**Text section:**

Having an UDF in the pipeline breaks consistently on local and on Azure HDInsights/Spark 2.4 setup

mllab-nl commented 4 years ago

Describe the bug Having an UDF in the pipeline breaks consistently on local and on Azure HDInsights/Spark 2.4 setup

To Reproduce

Follow the 10 min tutorial - works fine(On local and Azure setup). Add a simple UDF to make works uppercase. - breaks with FileNotFoundException exception in both setups

Rerun the app - breaks both setups

Expected behavior Should not break

Additional context Worker version "Microsoft.Spark.Worker-0.10.0"

[2020-04-24T08:56:24.0906298Z] [DESKTOP-XXXXX] [Error] [TaskRunner] [0] ProcessStream() failed with exception: System.IO.FileNotFoundException: Assembly 'mySparkApp, Version=1.0.0.0, Culture=neutral, PublicKeyToken=null' file not found 'mySparkApp.dll' in 'C:\Users\XXXX\AppData\Local\Temp\spark-5fd960ac-2e4f-4f84-b726-7d7e72aeca23\userFiles-d016a082-5d84-411c-91c5-ec8e859bd516,C:\src\Spark\mySparkApp,C:\bin\Microsoft.Spark.Worker-0.10.0' at Microsoft.Spark.Utils.AssemblyLoader.LoadAssembly(String assemblyName, String assemblyFileName) in //src/csharp/Microsoft.Spark/Utils/AssemblyLoader.cs:line 122 at Microsoft.Spark.Utils.UdfSerDe.<>c.b__10_0(TypeData td) in //src/csharp/Microsoft.Spark/Utils/UdfSerDe.cs:line 260 at System.Collections.Concurrent.ConcurrentDictionary2.GetOrAdd(TKey key, Func2 valueFactory) at Microsoft.Spark.Utils.UdfSerDe.DeserializeType(TypeData typeData) in //src/csharp/Microsoft.Spark/Utils/UdfSerDe.cs:line 258 at Microsoft.Spark.Utils.UdfSerDe.Deserialize(UdfData udfData) in //src/csharp/Microsoft.Spark/Utils/UdfSerDe.cs:line 160 at Microsoft.Spark.Utils.CommandSerDe.DeserializeUdfs[T](UdfWrapperData data, Int32& nodeIndex, Int32& udfIndex) in //src/csharp/Microsoft.Spark/Utils/CommandSerDe.cs:line 267 at Microsoft.Spark.Utils.CommandSerDe.Deserialize[T](Stream stream, SerializedMode& serializerMode, SerializedMode& deserializerMode, String& runMode) in //src/csharp/Microsoft.Spark/Utils/CommandSerDe.cs:line 243 at Microsoft.Spark.Worker.Processor.CommandProcessor.ReadSqlCommands(PythonEvalType evalType, Stream stream) in D:\a\1\s\src\csharp\Microsoft.Spark.Worker\Processor\CommandProcessor.cs:line 190 at Microsoft.Spark.Worker.Processor.CommandProcessor.ReadSqlCommands(PythonEvalType evalType, Stream stream, Version version) in D:\a\1\s\src\csharp\Microsoft.Spark.Worker\Processor\CommandProcessor.cs:line 117 at Microsoft.Spark.Worker.Processor.CommandProcessor.Process(Stream stream) in D:\a\1\s\src\csharp\Microsoft.Spark.Worker\Processor\CommandProcessor.cs:line 62 at Microsoft.Spark.Worker.Processor.PayloadProcessor.Process(Stream stream) in D:\a\1\s\src\csharp\Microsoft.Spark.Worker\Processor\PayloadProcessor.cs:line 74 at Microsoft.Spark.Worker.TaskRunner.ProcessStream(Stream inputStream, Stream outputStream, Version version, Boolean& readComplete) in D:\a\1\s\src\csharp\Microsoft.Spark.Worker\TaskRunner.cs:line 143

mllab-nl commented 4 years ago

Workaround for local setup is to run it from bin\Debug\netcoreapp3.1 (with adjusted paths) is there a workaround available for Azure HDInsights/Spark 2.4 ?

**Data excerpts:**
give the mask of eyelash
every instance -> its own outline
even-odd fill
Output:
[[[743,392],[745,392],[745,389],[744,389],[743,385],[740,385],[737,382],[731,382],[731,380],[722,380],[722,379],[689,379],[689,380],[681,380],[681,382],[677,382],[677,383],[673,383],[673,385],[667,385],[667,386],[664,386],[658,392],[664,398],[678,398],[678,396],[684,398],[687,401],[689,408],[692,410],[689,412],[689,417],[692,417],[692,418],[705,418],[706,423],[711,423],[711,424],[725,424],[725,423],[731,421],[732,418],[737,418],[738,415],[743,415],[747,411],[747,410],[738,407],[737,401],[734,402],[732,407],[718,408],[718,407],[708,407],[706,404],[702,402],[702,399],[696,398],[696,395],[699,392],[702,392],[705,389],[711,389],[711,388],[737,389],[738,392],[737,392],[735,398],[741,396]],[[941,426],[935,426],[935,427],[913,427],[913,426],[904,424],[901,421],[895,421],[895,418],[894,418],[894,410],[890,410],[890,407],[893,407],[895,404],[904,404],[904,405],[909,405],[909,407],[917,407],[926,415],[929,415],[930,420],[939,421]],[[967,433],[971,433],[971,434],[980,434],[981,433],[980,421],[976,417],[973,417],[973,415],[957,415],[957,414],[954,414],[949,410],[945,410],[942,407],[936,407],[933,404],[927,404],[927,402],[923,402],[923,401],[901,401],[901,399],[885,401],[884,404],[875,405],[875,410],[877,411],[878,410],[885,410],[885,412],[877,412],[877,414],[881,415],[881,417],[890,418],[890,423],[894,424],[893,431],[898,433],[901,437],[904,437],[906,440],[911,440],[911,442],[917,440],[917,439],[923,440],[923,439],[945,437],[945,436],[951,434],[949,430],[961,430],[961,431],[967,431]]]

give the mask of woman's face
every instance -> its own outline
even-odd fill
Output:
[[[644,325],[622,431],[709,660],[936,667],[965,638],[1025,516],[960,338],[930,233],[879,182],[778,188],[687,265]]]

**Exercise tasks:**
a. Summarize the issue thread about the failing UDF in two sentences.
b. Pick up the issue thread about the failing UDF after its last comment and write what comes next.

**Final answers:**
a. After a simple UDF that uppercases words is added to the 10-minute tutorial app, the app breaks with a FileNotFoundException for the assembly mySparkApp.dll, locally and on Azure HDInsights/Spark 2.4, even on rerun, using worker version Microsoft.Spark.Worker-0.10.0. A later comment gives a local workaround, running from bin\Debug\netcoreapp3.1 with adjusted paths, and asks whether a workaround is available for Azure HDInsights/Spark 2.4.

b.
mllab-nl commented 4 years ago

It looks like it is described here: https://docs.microsoft.com/en-us/dotnet/spark/how-to-guides/deploy-worker-udf-binaries

elvaliuliuliu commented 4 years ago

@mllab-nl : Did this udf FAQ guide solve your issue?

mllab-nl commented 4 years ago

Local deployment works with the following cmd script:

set DOTNET_ASSEMBLY_SEARCH_PATHS=%cd%\bin\Debug\netcoreapp3.1 echo %DOTNET_ASSEMBLY_SEARCH_PATHS% %SPARK_HOME%\bin\spark-submit --class org.apache.spark.deploy.dotnet.DotnetRunner --master local bin\Debug\netcoreapp3.1\microsoft-spark-2.4.x-0.10.0.jar dotnet bin\Debug\netcoreapp3.1\mySparkApp.dll > out 2>&1

elvaliuliuliu commented 4 years ago

Can you try with this instruction on the HDI Cluster or use --files to place dlls in the executor as refered in the parameter options?

mllab-nl commented 4 years ago

Was able to get it working with --file: $SPARK_HOME/bin/spark-submit --master yarn --num-executors 10 --class org.apache.spark.deploy.dotnet.DotnetRunner \ --files wasbs://cdotc@cdots.blob.core.windows.net/publish100m/mySparkApp.dll#mySparkApp.dll \ wasbs://cdotc@cdots.blob.core.windows.net/microsoft-spark-2.4.x-0.10.0.jar wasbs://cdotc@cdots.blob.core.windows.net/publish100m.zip mySparkApp > out 2>&1

elvaliuliuliu commented 4 years ago

@mllab-nl : Nice! Good to know. Please let us know if there are any further questions. Thanks!

mllab-nl commented 4 years ago

@elvaliuliuliu was not able to get the wanted --archive option to work. it looks like the environment variables passed via --conf are not set in the executor. Am I doing it wrong ?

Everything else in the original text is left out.